DIRECTIONS FOR THIS TASK – When you find the word "mask" in a line of the entries, please copy the whole line.

=== Begin Enclosure ===

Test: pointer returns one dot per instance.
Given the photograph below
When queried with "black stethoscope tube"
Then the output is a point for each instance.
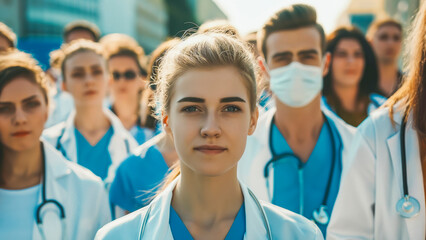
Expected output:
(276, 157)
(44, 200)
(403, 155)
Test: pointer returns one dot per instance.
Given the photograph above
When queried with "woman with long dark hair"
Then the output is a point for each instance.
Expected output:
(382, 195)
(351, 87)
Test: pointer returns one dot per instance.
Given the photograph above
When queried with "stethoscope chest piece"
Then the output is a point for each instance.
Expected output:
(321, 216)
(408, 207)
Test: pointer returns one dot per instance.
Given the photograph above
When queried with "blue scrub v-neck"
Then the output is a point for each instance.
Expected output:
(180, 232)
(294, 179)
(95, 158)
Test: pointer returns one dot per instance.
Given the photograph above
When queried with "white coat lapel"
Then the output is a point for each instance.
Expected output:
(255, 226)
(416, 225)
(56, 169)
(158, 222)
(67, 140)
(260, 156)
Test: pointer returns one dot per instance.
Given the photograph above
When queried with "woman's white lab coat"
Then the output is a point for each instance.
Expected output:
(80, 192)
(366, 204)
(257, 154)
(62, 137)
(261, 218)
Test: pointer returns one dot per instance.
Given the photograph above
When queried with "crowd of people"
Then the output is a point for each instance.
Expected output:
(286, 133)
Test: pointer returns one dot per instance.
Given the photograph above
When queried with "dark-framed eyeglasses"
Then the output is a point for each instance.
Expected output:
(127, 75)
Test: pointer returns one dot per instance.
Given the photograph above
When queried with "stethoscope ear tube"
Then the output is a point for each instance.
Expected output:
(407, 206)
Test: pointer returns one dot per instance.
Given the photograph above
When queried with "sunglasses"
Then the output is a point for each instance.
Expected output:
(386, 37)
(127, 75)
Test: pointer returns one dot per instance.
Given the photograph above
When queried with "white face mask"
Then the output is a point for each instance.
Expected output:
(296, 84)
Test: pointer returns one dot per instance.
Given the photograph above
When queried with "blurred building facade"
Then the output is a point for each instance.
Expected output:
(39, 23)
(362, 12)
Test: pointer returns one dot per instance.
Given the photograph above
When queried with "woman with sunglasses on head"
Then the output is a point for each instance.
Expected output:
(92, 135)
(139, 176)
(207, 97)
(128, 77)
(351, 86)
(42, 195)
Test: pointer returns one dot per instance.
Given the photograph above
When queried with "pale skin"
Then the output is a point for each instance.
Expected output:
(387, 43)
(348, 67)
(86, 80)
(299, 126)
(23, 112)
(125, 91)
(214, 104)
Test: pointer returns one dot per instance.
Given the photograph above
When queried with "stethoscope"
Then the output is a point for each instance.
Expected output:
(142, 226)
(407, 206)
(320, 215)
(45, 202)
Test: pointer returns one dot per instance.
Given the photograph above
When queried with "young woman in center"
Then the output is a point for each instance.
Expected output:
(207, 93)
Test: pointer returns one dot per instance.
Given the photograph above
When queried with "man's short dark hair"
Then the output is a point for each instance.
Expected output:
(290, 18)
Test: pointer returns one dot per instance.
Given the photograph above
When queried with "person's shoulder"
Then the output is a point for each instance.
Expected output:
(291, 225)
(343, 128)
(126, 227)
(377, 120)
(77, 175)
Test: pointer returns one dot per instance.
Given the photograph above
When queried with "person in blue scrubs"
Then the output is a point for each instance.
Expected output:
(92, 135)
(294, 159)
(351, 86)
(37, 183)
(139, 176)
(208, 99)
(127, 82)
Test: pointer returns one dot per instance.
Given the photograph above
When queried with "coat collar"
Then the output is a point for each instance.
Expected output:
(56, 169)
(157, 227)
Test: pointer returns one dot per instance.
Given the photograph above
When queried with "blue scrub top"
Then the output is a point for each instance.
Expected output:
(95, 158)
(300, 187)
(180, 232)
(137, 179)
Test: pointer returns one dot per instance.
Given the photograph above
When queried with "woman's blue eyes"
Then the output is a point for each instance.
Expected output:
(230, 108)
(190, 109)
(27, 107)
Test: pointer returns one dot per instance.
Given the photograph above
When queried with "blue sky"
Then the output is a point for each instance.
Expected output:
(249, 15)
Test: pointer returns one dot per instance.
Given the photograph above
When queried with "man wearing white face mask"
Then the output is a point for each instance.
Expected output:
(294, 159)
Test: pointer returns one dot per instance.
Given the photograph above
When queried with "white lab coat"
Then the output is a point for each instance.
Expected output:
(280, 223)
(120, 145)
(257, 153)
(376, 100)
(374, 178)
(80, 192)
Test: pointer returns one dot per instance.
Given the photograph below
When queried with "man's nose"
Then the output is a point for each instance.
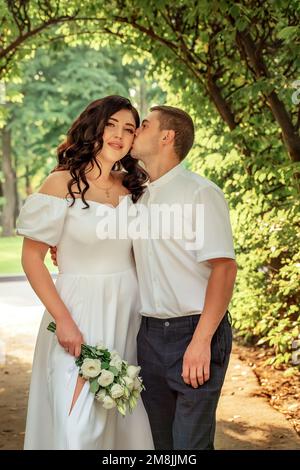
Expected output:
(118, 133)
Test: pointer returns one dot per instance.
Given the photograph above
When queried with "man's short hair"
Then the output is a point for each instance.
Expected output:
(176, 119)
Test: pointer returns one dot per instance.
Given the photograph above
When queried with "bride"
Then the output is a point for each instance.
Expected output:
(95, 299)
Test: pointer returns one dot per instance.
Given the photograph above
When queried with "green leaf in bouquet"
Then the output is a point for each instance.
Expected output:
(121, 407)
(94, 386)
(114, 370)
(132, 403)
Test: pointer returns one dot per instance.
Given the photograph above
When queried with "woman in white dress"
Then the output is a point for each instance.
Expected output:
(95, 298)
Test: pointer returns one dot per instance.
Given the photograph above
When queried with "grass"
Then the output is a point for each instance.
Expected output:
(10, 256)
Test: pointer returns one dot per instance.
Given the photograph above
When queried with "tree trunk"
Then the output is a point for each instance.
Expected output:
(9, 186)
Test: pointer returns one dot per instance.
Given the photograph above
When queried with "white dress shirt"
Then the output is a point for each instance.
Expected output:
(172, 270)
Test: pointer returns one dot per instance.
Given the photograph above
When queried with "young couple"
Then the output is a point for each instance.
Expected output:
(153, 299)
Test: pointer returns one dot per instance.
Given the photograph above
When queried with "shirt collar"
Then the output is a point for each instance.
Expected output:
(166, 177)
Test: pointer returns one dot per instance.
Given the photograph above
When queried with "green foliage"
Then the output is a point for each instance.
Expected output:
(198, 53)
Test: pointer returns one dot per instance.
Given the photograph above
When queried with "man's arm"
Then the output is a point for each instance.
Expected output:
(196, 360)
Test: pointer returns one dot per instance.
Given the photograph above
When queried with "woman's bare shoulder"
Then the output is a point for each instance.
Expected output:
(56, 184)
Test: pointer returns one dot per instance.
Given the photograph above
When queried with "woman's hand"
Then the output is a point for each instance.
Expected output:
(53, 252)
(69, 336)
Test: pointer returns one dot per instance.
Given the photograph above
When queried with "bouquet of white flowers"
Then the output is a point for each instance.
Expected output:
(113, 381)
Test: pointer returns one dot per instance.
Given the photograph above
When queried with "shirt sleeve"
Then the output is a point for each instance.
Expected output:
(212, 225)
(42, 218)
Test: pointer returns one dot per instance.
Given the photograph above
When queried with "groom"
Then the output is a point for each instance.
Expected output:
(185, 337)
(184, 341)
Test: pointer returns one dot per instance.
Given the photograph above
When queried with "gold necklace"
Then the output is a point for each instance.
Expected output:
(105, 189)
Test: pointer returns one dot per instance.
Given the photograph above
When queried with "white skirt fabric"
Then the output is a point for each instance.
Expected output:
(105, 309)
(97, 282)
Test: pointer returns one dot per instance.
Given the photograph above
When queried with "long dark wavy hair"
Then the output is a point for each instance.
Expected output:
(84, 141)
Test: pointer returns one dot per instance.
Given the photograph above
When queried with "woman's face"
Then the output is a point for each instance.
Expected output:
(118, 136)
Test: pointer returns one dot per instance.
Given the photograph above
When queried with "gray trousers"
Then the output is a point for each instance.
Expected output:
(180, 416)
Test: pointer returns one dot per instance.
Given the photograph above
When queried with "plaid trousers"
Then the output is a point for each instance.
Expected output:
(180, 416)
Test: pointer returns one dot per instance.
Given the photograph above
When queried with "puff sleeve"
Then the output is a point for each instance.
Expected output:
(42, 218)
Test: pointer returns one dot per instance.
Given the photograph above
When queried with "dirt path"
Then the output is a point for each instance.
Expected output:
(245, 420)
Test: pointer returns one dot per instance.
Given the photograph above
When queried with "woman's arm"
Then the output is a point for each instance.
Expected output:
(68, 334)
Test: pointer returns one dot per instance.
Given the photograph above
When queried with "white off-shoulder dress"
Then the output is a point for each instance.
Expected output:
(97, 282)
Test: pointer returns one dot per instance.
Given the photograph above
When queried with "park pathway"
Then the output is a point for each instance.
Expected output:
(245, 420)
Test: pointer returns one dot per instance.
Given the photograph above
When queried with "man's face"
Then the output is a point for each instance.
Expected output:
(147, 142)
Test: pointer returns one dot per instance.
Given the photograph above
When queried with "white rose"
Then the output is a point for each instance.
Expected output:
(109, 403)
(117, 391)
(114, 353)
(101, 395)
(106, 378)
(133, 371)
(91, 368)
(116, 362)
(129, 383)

=== End Enclosure ===
=== Begin Enclosure ===

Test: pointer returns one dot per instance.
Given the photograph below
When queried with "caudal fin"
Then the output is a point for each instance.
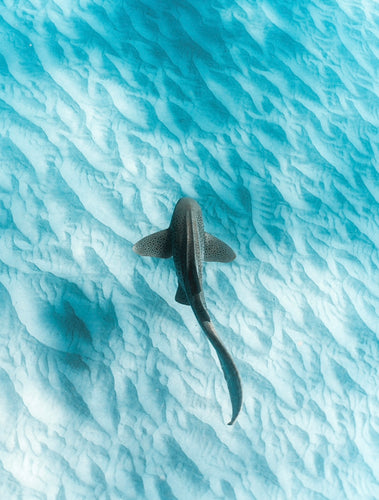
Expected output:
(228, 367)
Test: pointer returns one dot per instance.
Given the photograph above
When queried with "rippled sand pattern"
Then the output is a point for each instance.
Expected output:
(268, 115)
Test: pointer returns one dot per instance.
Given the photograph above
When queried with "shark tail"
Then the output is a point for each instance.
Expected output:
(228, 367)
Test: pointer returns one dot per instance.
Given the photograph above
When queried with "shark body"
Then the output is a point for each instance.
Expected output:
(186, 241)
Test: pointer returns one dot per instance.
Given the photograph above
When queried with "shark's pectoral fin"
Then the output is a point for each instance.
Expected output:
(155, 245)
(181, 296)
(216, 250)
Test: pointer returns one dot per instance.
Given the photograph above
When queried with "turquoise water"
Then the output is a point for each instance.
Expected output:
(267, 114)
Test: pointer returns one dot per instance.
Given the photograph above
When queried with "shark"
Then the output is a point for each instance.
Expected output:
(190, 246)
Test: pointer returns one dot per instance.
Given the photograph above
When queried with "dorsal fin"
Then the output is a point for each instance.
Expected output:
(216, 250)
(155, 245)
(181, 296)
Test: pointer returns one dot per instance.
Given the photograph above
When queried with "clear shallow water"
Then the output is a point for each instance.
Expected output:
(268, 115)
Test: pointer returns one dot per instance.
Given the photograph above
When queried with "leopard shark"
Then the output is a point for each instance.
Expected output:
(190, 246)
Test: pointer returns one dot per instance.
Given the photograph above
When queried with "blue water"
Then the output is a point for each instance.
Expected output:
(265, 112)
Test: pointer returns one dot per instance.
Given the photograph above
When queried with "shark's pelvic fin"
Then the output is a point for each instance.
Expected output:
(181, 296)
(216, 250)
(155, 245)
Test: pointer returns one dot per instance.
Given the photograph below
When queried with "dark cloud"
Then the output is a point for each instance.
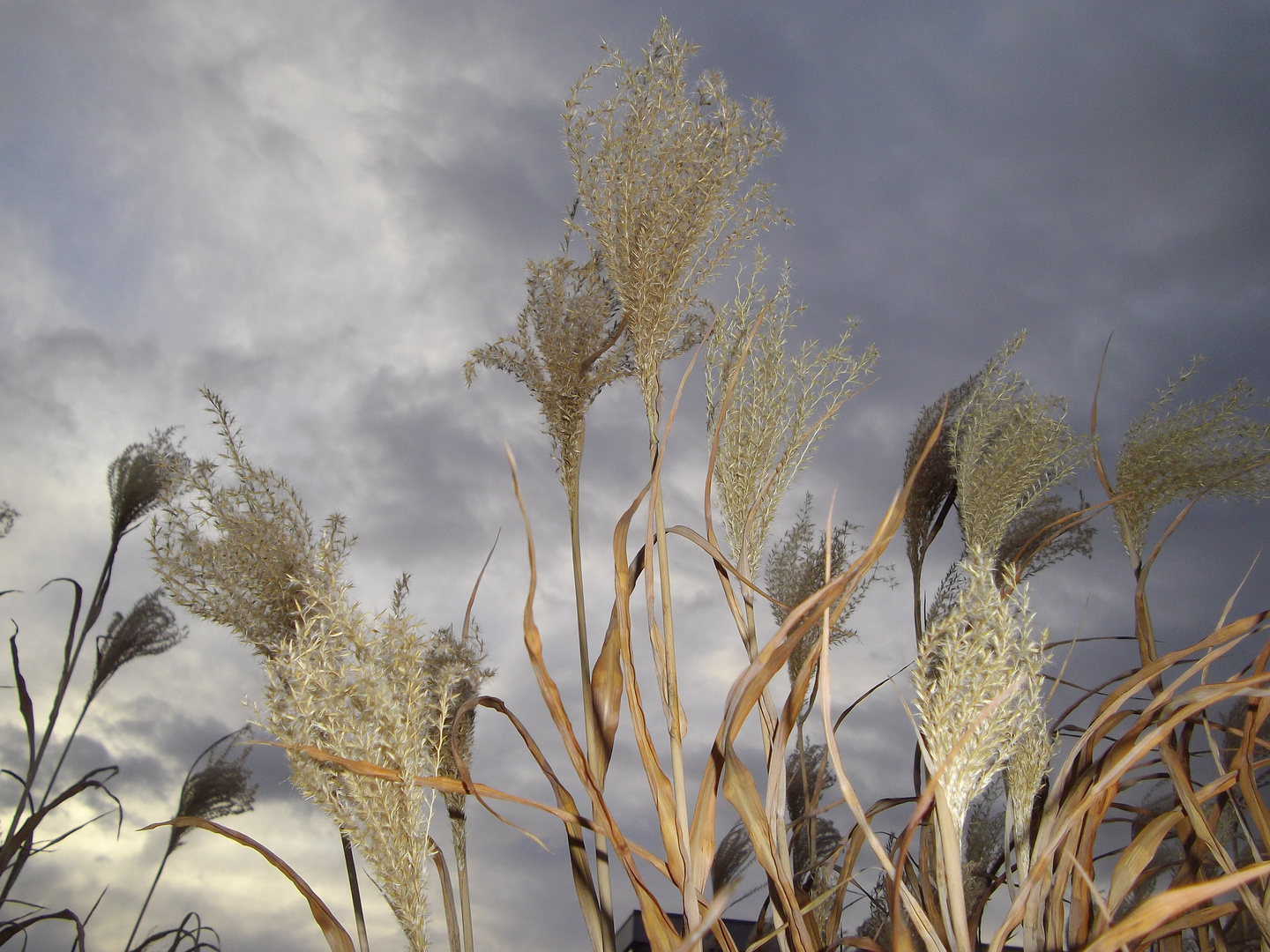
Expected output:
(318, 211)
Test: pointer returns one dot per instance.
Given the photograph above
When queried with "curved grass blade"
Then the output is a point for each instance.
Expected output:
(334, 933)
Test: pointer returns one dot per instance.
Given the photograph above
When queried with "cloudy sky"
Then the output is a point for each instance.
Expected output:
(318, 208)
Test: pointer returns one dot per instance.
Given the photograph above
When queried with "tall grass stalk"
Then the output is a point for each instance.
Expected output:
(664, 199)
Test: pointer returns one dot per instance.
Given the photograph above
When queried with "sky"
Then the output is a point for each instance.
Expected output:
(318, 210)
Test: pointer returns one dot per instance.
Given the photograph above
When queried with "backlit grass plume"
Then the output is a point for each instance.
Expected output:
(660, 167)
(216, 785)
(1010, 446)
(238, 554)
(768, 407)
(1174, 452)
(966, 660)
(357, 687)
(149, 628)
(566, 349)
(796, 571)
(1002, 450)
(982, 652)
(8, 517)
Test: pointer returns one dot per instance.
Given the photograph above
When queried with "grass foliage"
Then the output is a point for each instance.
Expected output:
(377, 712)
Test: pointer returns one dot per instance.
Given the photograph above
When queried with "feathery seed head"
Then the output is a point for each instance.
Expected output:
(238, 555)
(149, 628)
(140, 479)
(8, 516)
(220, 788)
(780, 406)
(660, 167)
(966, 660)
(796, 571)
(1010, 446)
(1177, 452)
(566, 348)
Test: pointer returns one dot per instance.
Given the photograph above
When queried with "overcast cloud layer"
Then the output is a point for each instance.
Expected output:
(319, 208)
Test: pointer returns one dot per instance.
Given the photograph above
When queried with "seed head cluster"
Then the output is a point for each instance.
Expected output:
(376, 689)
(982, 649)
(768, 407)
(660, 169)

=== End Enclosure ===
=== Begin Enclosure ===

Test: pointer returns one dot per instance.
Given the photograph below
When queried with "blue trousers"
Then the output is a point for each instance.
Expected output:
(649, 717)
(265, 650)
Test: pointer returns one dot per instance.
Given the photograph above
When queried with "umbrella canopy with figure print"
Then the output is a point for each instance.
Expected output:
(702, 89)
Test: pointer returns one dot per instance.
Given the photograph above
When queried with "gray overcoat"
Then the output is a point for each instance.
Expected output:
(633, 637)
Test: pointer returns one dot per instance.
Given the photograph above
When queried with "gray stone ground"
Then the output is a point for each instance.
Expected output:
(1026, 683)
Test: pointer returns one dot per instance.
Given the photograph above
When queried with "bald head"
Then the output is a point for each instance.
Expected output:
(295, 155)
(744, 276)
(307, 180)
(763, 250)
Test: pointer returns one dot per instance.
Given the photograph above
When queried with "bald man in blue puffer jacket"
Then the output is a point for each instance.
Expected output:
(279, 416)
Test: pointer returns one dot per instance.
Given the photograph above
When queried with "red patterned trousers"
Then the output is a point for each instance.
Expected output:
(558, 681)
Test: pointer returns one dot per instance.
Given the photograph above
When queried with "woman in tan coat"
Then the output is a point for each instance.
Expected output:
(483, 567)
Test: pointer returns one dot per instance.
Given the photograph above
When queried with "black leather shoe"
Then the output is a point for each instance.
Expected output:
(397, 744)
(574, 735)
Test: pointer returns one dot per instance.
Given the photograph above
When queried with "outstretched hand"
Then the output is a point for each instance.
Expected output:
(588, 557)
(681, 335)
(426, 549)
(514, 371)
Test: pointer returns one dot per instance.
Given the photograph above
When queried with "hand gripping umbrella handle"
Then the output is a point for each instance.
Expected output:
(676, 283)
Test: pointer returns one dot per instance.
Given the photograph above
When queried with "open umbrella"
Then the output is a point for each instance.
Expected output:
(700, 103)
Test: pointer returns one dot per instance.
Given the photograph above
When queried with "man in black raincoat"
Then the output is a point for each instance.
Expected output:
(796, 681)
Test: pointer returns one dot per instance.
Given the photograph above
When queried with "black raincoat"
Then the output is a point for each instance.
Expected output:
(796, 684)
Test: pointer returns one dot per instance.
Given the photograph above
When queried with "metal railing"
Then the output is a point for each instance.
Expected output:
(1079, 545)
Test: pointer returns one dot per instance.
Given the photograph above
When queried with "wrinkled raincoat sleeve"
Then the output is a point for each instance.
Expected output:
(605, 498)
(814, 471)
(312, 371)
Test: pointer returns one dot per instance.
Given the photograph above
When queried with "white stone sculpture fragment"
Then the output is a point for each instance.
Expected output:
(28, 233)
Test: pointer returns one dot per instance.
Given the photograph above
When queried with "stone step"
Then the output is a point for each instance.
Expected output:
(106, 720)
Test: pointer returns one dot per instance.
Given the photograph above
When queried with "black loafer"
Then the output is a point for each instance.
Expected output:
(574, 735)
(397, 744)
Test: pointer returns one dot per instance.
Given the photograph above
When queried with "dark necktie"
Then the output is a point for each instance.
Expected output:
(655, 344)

=== End Enclosure ===

THE ANSWER –
When queried with "white face mask"
When queried with "man wearing white face mask"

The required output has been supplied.